__Directions for this task__:
Begin with the line that contains "Pick out every instance of the orange" and transcribe each line after it, up to and including the last line of the listing below.

====== Records for the task

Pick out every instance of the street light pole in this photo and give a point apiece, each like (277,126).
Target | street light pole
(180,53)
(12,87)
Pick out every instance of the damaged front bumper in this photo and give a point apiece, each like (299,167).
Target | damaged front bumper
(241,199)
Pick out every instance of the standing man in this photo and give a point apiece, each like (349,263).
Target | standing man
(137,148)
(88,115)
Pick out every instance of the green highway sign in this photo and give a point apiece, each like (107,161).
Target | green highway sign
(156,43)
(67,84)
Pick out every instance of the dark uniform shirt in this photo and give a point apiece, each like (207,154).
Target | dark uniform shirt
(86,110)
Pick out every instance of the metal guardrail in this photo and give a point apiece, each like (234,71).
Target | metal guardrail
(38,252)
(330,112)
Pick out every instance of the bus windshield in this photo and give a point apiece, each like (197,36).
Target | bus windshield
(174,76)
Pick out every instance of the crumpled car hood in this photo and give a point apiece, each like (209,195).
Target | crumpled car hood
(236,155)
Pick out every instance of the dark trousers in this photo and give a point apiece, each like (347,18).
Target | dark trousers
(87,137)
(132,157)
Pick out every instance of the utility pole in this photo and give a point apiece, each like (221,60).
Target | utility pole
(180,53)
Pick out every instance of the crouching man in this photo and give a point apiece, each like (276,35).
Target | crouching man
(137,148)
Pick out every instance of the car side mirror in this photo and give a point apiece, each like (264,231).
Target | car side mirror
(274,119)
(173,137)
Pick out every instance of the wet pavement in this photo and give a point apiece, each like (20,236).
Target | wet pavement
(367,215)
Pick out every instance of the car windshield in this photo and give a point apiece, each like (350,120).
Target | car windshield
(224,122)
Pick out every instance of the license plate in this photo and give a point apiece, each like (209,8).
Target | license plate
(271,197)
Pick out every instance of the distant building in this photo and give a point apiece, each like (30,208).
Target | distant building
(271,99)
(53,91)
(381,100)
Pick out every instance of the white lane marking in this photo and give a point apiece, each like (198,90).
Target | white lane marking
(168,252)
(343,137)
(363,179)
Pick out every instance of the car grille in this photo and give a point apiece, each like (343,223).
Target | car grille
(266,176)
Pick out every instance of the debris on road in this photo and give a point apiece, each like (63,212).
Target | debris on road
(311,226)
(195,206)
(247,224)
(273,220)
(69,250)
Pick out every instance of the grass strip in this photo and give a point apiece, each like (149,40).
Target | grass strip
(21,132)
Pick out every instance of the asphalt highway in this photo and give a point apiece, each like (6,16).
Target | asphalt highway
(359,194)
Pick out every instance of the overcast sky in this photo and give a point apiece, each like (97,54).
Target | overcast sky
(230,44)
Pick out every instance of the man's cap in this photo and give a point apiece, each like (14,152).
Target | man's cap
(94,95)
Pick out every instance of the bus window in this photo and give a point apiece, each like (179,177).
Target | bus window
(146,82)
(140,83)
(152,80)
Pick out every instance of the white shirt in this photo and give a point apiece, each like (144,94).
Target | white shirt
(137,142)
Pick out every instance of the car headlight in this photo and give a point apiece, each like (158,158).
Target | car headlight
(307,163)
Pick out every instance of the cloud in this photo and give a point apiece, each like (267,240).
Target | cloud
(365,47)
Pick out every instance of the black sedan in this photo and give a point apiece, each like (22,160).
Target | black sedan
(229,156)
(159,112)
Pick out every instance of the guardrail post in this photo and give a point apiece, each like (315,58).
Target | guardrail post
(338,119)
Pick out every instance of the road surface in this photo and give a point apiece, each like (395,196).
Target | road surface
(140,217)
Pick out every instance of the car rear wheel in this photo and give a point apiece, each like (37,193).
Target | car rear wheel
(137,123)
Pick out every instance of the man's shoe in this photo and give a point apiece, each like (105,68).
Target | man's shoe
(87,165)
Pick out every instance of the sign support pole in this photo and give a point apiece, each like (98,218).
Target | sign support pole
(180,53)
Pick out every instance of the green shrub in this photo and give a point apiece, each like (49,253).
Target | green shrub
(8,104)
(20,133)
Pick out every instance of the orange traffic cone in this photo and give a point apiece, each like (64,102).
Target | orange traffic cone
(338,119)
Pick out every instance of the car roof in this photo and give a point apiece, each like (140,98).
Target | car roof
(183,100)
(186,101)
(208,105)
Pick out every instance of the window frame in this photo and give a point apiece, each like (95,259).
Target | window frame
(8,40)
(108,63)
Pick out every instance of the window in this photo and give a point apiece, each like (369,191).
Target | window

============

__Finished task__:
Pick out every instance of the orange traffic cone in this photo and give a point apiece, each like (64,102).
Target | orange traffic cone
(338,119)
Pick out every instance of the car roof in this photo and give a point apiece, each like (140,98).
Target | car roof
(183,100)
(186,101)
(208,105)
Pick out every instance of the window frame in this photo and give a point apiece, each like (95,259).
Target | window frame
(8,40)
(108,63)
Pick out every instance of the window in this photo and give a point apiece, each like (369,191).
Target | window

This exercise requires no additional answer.